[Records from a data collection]

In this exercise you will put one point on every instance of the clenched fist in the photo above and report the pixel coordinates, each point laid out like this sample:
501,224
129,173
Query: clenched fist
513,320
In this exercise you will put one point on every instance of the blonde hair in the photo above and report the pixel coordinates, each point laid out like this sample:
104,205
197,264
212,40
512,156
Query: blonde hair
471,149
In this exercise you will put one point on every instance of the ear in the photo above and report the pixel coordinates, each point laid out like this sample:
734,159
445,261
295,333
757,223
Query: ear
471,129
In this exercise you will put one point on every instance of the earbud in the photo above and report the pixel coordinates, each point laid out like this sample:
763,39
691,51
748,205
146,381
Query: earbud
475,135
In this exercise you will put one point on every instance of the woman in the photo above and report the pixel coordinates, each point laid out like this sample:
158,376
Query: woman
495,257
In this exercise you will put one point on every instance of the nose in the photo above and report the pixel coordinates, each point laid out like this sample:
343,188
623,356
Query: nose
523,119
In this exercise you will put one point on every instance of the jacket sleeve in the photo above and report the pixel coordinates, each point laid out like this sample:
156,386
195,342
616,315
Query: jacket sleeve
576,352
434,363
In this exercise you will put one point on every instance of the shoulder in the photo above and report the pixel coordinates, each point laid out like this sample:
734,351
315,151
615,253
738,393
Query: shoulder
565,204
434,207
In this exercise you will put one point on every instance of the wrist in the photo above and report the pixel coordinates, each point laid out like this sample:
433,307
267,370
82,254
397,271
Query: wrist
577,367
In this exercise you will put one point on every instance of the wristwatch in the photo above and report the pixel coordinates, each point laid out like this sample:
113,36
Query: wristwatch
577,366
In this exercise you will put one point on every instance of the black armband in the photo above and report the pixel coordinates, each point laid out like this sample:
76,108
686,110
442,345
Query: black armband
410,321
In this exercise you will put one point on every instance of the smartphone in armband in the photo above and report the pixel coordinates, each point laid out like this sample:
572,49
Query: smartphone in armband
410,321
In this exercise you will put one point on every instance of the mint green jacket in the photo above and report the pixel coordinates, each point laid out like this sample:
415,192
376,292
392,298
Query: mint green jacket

• Work order:
I would like you to return every entry exactly, with nothing changed.

• Response for this exercise:
In this exercise you will put one point on every instance of the clenched fist in the photo above and report the pixel coordinates, each point laid out like this sample:
501,224
129,173
Query: clenched fist
513,320
In this exercise you will put one point on every instance of the blonde hair in the photo above and report the pixel coordinates, each point laid out like this sample:
104,205
197,264
212,40
512,156
Query: blonde hair
471,149
In this exercise you will put one point on every instance of the ear in the photo above and report the pixel coordinates, each point laid out like this sample:
734,159
445,261
295,333
757,223
Query: ear
471,129
In this exercise you will put one point on every instance of the earbud in the photo above and report the pixel coordinates, each point laid out like this sample:
763,39
691,51
748,205
146,381
Query: earbud
475,135
In this exercise you will put one point on every instance of the woman in the photo above and report the pixel coordinates, each point laid out like this sample:
158,376
Query: woman
495,257
In this exercise you will put one point on every instance of the nose in the photo above and report the pixel coordinates, each point laid out like this sample:
343,188
623,356
Query: nose
523,119
In this exercise you will put one point on every instance of the jacket sleeve in the photo above and report the pixel coordinates, each point laid out like this sample:
156,386
195,342
616,315
Query: jacket sleeve
576,352
434,363
In this exercise you will put one point on every instance of the shoulder in the photo above and report the pixel coordinates, each point laid out like this sample:
734,351
315,151
615,253
738,393
Query: shoulder
565,204
434,207
In this exercise you will put one point on every instance of the wrist in the photo above and report the pixel coordinates, each point laid out like this sample:
433,307
267,370
82,254
397,271
Query: wrist
577,367
In this exercise you will put one point on every instance of the wristwatch in the photo above and report the pixel coordinates, each point laid out like this sample:
113,36
Query: wristwatch
577,366
In this exercise you will put one point on every instance of the black armband in the photo above and report the pixel coordinates, each point laid out like this sample:
76,108
686,110
442,345
Query: black armband
410,321
In this exercise you will put one point on every instance of the smartphone in armband in the photo above and report the pixel coordinates, each point laid out like this sample:
572,49
Query: smartphone in armband
410,321
In this exercise you will put one point on every instance of the mint green jacket in the photo above and report the pixel coordinates, each point laid out like this sample:
415,192
376,292
392,298
Query: mint green jacket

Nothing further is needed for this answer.